[TEXT BLOCK Boundary: Start]

Wednesday, 7 March 2012

Out of focus over Autofocus


The Autofocus story is remarkable – and salutary. For the best part of a decade the motoring consultancy was riding high, retained by insurance companies to challenge the cost of replacement hire cars for accident and crash victims. Then, in 2010, the Autofocus bubble burst. The business collapsed, going into administration in the wake of serious claims about serial wrongdoing.

It was alleged that reports produced by Autofocus were skewed in favour of insurers. The company’s ‘rate surveyors’, whose task it was to compare hire rates to assess whether a specific charge was fair and reasonable, are said to have routinely fabricated and manipulated their reports.

The reports were used successfully in more than 4,000 contested court cases, and also formed the basis for thousands of out-of-court settlements. But now, less than two years after the demise as a going concern of Autofocus, the Attorney-General has reportedly referred the matter to the Crown Prosecution Service. According to a piece in The Times this week, it is now expected that the City of London Police’s fraud unit will be notified of the case – and that fraud charges may well ensue.

A case of contempt?

That’s not all. It transpires that the Attorney General’s office is also considering charges of contempt of court against seven former Autofocus staff. No wonder, then, that Lord Justice Moses announced that he was “flabbergasted” by the allegations, which, if proven, he said represented “industrial-scale perjury” and a “serious conspiracy”.

His Lordship is absolutely right. There are indications that the alleged corruption at Autofocus may have been on an industrial scale and that it involved numerous industry players from nearly every facet of the motor accident system. If true, the case would be indicative of the widespread and systemic moral decay which has been facilitated by the departure from the professional principles articulated by Lord Benson and a perpetual drive towards profit to the detriment of everyone else – including consumers and those involved in accidents.

What, though, can be done? How do we right the wrongs that proliferate in the motor accident system?

[TEXT BLOCK Boundary: End]

▶ **THE PROBLEM**
Print everything in the Autofocus article from "It was alleged" down to "may well ensue.", word for word. The entries that follow are drawn from a separate source and are unrelated to the Autofocus article.

[DATA EXCERPTS Boundary: Start]

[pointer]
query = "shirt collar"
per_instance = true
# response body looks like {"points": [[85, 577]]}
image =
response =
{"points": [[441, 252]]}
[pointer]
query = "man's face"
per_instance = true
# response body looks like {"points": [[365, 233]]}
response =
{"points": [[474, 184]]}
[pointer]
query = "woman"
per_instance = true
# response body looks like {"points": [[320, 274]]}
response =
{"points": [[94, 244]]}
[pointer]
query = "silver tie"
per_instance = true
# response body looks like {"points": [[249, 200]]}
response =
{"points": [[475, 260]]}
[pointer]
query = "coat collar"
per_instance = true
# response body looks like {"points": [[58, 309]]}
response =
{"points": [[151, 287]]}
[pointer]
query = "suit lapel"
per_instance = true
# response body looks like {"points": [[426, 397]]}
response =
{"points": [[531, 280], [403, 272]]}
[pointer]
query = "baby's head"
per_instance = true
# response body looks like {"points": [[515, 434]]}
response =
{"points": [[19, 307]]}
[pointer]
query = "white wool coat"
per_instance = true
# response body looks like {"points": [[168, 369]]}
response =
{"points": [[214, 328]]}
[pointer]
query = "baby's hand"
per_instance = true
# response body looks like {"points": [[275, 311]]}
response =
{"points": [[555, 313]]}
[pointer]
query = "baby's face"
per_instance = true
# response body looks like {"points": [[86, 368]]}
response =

[DATA EXCERPTS Boundary: End]

▶ **COMPLETED EXERCISE**
It was alleged that reports produced by Autofocus were skewed in favour of insurers. The company’s ‘rate surveyors’, whose task it was to compare hire rates to assess whether a specific charge was fair and reasonable, are said to have routinely fabricated and manipulated their reports.

The reports were used successfully in more than 4,000 contested court cases, and also formed the basis for thousands of out-of-court settlements. But now, less than two years after the demise as a going concern of Autofocus, the Attorney-General has reportedly referred the matter to the Crown Prosecution Service. According to a piece in The Times this week, it is now expected that the City of London Police’s fraud unit will be notified of the case – and that fraud charges may well ensue.